Work required -
Collect and copy every line in the rows below that contains the word "shrub".

Material shown -
+-------+
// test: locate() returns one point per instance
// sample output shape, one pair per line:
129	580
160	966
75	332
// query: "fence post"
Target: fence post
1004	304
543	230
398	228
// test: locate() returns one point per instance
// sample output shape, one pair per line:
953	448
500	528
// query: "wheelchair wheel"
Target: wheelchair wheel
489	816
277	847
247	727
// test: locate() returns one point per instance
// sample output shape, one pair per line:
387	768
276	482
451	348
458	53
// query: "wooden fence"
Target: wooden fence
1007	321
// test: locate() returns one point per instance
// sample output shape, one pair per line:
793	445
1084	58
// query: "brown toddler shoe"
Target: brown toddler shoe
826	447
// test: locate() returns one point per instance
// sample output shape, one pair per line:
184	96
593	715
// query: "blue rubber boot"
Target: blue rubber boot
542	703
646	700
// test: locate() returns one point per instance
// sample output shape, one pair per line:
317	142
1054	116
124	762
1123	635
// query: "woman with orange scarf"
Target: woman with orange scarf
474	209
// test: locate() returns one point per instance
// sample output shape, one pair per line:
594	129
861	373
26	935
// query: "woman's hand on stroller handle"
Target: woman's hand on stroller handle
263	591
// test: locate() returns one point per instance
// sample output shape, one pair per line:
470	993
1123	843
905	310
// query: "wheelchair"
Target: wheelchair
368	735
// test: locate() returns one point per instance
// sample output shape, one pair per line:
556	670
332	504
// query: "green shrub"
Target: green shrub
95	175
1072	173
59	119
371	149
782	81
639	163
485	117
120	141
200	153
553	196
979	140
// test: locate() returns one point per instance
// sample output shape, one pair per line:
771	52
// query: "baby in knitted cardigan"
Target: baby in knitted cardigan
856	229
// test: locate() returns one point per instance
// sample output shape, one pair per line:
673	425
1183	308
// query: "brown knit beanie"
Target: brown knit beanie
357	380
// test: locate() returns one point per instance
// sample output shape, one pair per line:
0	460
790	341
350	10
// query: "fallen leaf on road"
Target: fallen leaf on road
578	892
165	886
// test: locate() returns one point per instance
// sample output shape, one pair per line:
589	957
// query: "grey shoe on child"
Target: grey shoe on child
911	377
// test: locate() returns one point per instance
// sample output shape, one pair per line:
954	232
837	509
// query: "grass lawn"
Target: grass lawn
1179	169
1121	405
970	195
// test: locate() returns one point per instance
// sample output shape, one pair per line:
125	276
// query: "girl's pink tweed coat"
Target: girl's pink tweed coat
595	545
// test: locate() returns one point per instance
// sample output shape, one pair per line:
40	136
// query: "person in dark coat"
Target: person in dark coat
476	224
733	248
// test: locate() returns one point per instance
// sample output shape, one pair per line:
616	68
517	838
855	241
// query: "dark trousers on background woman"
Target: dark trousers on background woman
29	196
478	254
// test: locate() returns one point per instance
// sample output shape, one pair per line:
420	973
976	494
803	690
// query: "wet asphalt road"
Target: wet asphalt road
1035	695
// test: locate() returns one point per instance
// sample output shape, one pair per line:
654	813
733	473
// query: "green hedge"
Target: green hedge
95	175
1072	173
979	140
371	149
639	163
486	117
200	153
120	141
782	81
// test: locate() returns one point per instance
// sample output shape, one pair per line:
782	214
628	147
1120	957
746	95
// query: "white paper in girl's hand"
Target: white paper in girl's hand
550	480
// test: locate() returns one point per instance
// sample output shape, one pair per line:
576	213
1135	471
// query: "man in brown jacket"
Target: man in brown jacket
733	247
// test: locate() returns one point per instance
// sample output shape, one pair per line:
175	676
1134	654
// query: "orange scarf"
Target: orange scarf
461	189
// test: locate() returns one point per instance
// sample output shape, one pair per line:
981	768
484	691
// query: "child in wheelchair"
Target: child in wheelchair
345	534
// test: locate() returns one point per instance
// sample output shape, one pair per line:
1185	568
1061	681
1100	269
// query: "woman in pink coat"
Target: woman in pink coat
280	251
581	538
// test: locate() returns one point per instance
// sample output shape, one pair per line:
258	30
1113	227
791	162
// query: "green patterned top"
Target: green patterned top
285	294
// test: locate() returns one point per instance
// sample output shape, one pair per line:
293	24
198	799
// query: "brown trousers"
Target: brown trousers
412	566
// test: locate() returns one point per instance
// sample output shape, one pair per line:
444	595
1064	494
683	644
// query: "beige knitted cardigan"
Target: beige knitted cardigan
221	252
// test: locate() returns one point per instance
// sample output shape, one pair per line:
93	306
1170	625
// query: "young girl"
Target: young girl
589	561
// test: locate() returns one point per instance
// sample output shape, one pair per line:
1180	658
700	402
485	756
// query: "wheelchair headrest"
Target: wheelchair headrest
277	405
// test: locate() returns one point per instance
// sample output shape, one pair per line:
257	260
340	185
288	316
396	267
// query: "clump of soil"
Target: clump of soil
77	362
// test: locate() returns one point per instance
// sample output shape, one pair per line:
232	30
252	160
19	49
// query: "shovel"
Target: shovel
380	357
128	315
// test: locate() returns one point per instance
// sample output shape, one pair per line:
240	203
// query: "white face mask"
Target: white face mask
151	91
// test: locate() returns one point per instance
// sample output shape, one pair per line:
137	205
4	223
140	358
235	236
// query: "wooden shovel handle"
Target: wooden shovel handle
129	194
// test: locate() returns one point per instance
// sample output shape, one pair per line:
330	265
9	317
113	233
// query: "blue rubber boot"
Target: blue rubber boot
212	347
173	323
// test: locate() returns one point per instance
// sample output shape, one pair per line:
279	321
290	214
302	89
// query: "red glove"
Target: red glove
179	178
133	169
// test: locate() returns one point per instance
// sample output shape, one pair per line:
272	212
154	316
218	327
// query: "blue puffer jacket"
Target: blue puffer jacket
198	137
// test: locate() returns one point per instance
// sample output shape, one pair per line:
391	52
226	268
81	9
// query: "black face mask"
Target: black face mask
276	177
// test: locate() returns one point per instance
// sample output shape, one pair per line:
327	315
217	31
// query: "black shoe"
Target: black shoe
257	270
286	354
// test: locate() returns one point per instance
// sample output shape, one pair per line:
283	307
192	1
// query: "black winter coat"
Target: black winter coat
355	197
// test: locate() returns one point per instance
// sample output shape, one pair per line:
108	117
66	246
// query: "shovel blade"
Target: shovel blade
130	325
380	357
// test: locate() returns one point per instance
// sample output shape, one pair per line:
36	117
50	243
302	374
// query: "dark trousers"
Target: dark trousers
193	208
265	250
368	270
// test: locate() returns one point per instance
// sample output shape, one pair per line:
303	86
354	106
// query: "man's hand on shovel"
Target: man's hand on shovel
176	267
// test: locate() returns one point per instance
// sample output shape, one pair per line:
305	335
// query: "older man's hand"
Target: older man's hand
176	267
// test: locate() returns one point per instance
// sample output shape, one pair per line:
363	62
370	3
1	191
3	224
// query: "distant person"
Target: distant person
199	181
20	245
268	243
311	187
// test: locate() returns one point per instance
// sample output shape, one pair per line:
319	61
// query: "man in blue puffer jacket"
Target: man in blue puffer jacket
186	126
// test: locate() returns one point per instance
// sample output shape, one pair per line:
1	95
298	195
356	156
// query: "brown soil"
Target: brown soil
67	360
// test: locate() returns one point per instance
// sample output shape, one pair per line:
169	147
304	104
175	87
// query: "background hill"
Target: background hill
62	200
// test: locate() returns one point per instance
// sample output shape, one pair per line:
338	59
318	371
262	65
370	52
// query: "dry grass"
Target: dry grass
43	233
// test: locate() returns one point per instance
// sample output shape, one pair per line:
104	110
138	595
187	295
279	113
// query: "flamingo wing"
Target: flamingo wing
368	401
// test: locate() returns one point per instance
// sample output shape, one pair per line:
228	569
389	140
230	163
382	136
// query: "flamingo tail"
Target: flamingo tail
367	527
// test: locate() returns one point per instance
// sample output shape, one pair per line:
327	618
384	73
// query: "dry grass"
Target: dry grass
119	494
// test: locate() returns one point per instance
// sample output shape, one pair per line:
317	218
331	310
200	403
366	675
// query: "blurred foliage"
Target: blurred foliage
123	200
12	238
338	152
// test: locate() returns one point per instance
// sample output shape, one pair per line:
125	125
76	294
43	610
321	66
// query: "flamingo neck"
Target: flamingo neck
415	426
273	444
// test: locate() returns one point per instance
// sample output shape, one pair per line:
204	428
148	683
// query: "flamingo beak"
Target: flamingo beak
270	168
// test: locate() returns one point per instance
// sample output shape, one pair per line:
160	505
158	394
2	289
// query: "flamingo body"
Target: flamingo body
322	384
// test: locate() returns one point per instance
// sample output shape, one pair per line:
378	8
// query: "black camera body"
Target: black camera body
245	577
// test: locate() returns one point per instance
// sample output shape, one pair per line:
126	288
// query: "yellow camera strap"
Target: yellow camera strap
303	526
+-------+
Task answer -
// query: "green shrub"
Target: green shrub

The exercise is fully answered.